■ Exercise goal ■
Copy the material below line for line, with no changes, and leave out the picture.

■ Data for processing ■
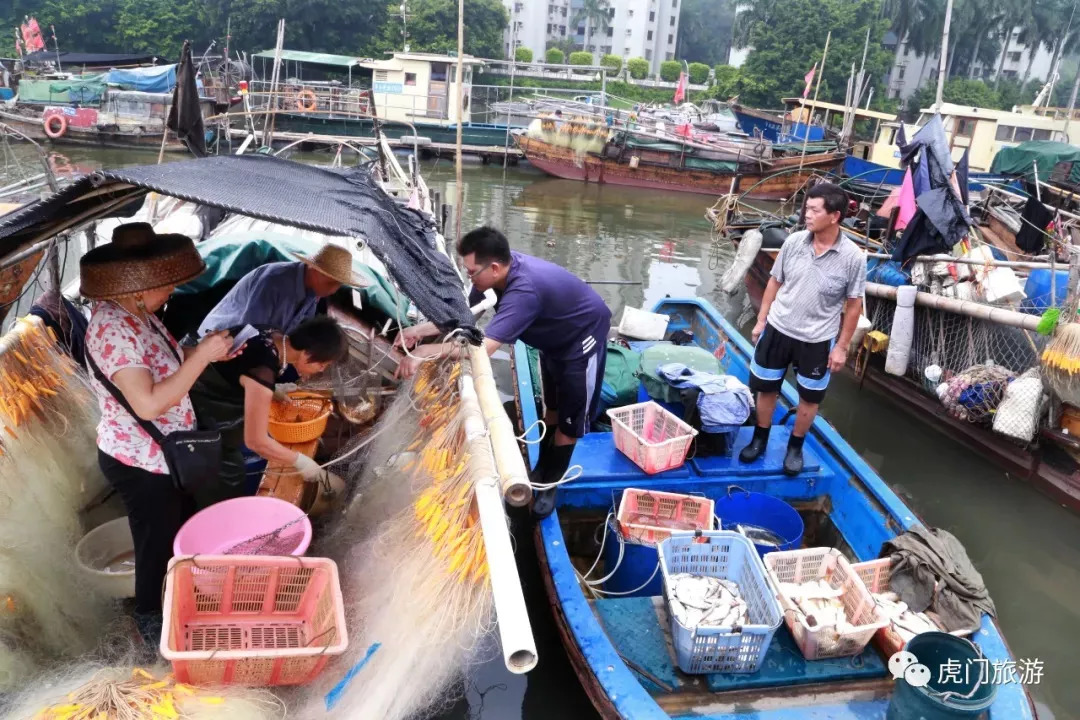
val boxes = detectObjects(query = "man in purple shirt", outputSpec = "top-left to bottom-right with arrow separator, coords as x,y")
397,227 -> 611,516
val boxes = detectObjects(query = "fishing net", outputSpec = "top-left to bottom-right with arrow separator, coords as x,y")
300,354 -> 494,720
867,298 -> 1048,443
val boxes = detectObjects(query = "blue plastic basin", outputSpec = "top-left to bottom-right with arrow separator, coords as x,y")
715,487 -> 804,555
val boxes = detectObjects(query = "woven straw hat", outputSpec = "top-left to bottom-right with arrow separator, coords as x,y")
293,244 -> 372,287
79,222 -> 206,300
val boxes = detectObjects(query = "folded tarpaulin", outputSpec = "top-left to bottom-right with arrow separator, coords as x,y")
105,65 -> 176,93
1015,195 -> 1054,255
657,363 -> 754,433
0,154 -> 481,342
881,525 -> 996,633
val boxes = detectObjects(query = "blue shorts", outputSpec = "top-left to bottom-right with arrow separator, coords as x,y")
540,342 -> 607,437
750,324 -> 833,405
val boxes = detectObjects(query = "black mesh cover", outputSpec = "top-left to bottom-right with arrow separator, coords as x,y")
0,155 -> 481,343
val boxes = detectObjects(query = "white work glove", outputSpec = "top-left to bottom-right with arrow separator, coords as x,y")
293,452 -> 326,483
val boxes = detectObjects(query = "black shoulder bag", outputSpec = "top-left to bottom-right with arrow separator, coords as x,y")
86,328 -> 221,494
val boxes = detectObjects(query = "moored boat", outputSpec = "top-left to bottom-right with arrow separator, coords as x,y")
517,299 -> 1035,720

■ Written solution ■
val boxes = detectObjects(query = "man in purple shirt", outputSpec = "top-left to bottom-right with arrow separator, coords as x,y")
397,227 -> 611,516
val boxes = detectObjects(query = "fishing net", outputSpec = "top-left to bottom-right with arrow separator, coords as x,y")
300,354 -> 494,720
867,298 -> 1048,443
val boxes = detectObjects(query = "blue plastic basin", outputSpec = "top-left to bottom-right with arrow separator, coords as x,y")
715,487 -> 804,555
val boxes = detectObjects(query = "woven straw hat", outputSpec = "top-left to bottom-right with arrow separator, coords as x,y")
293,244 -> 372,287
79,222 -> 206,300
val boxes = detectObjects(query = "folded tarpaulin", outputSpec = "top-left to bottom-right with arrow separator, coords as x,y")
105,65 -> 176,93
1015,195 -> 1054,255
657,363 -> 754,433
0,154 -> 481,342
881,525 -> 996,633
val boxes = detectObjects(query = "blue shorts", outputSpec = "top-left to bottom-right with arrow separator, coords as x,y")
540,342 -> 607,437
750,324 -> 833,405
val boxes = detectObjects(query = "black mesh cover", outputSpec = "top-left to bottom-right with arrow separator, coords as x,y")
0,155 -> 481,343
val boxes = detectObjects(query = "white work glove", outputSpec = "top-left to bottom-right with arrow separator, coords as x,y")
293,452 -> 326,483
val boxes = detectObjects(query = "black shoulder bag", outputSpec = "top-left to bottom-right with arrow separator, coords as x,y")
86,328 -> 221,494
val boxes = detectObjects(query = "moored boat", outputSpec = "top-left to bottom-right with arrow separator, coords as x,y")
517,299 -> 1035,720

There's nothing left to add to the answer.